— Page extract —
....................
Virtue is not given in advance. A spirit must learn to be what it must be. When he learns to be virtuous, a spirit is not yet what he must be, because he must learn it, but in another way he is already what he must be, because he must learn, because the learning phase must be. Learning to be virtuous is already starting to be virtuous, because wanting the good is good. The desire for wisdom is the beginning of wisdom. When we love the good, we love what is already there, not just a good that we desire without having it, because the love of the good is the good. “Whoever drinks this water will never be thirsty again because it is a source from which life springs endlessly." (John 4, 14)

Feeling well, having emotions that help us adapt to reality in accordance with a good will, is part of virtue ((Aristotle, Nicomachean ethics, Hursthouse 2001)). But the emotions are not directly under the control of the will. We do not decide to be moved. We do not choose to love. How then can we want to feel well? Reason requires us to love all spirits, but love cannot be commanded. Virtue requires emotional balance, but emotions do not obey the orders of the will.

The triggering of emotions is not directly under the control of the will, but the emotions are not all powerful against the will. One can voluntarily control the expression of emotions, retain or release them. We can also voluntarily control the conditions, external and internal, which trigger them. In particular, emotions depend on the ways of interpreting reality. We can use our thought to modify our emotional reactions by changing our interpretations. So we can exercise our good will to learn to feel well, to love and to be balanced.

Is it the dream of an enlightened?
....................
— Listed entries —
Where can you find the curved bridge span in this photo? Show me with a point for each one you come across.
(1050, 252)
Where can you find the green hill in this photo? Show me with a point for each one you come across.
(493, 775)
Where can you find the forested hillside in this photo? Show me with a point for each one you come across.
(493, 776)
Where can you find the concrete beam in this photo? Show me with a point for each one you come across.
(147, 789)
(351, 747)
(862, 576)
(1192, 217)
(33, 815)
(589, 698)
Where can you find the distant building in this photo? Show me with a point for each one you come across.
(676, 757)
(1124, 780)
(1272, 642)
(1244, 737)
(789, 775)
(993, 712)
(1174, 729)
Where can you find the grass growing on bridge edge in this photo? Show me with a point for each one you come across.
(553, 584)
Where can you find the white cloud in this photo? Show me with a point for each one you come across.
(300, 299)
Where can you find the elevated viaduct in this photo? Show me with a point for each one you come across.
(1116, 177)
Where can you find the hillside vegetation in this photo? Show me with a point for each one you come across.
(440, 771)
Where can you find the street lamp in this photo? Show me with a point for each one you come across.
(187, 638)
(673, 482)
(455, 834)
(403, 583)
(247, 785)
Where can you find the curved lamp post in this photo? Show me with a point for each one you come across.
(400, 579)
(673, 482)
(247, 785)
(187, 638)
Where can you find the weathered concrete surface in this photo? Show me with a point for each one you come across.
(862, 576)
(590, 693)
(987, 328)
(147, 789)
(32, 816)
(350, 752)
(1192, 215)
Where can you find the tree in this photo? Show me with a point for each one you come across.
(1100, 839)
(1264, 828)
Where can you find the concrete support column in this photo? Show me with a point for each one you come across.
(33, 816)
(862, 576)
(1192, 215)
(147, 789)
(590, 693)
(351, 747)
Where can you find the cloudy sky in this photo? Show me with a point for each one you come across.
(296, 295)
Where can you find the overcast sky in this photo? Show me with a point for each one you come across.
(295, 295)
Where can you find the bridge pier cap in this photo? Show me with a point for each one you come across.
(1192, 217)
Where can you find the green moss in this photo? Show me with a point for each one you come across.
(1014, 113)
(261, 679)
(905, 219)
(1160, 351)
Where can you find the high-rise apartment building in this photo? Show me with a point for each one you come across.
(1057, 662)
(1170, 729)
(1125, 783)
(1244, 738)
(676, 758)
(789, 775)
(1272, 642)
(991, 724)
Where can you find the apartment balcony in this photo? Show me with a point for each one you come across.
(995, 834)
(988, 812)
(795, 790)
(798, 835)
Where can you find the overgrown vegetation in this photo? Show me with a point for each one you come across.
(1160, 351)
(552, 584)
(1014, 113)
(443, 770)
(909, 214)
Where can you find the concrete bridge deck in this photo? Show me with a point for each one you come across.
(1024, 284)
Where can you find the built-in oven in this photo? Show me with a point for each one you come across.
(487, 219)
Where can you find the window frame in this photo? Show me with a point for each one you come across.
....................
— Task objective —
Continue the passage on learning virtue and mastering emotions, starting right after its closing question.

— Written answer —
The fulfillment of reason is like the dream of an enlightened: that all spirits find their happiness by living for the happiness of all spirits, that we are all philosophers, all in the love of reason, all virtuous, as if philosophy could be the fundamental music that makes all spirits dance and turns the planet into a paradise.

Dreams come true when they are adapted to reality, when they are within our reach, so that we can naturally find the means to achieve them. By motivating us, these dreams lead us to their realization, they reveal to us the means that enable us to accomplish them. If we had given up the dream, we would never have found the means.

We are all naturally capable of knowing what is naturally possible and how to live a good life. We are all naturally capable of learning to be virtuous and we all have an interest in learning it, because it is the good life. A world where most people are pretty virtuous most of the time, or learn to be so, is naturally possible. Thus understood, a rather fair but not perfect world, the rationalist ideal is adapted to reality.

The nature of the spirit is to dream of the ideal in order to be fulfilled as a spirit worthy of the ideal. This is how he reveals himself fully as a spirit. A spirit is naturally driven by the desire of the ideal and reveals what he really is by realizing this desire. A paradise where all spirits find happiness in the happiness of all is simply a world where all spirits are faithful to their spiritual nature. This is what we are naturally made for, what we are carried to when we want to be true spirits.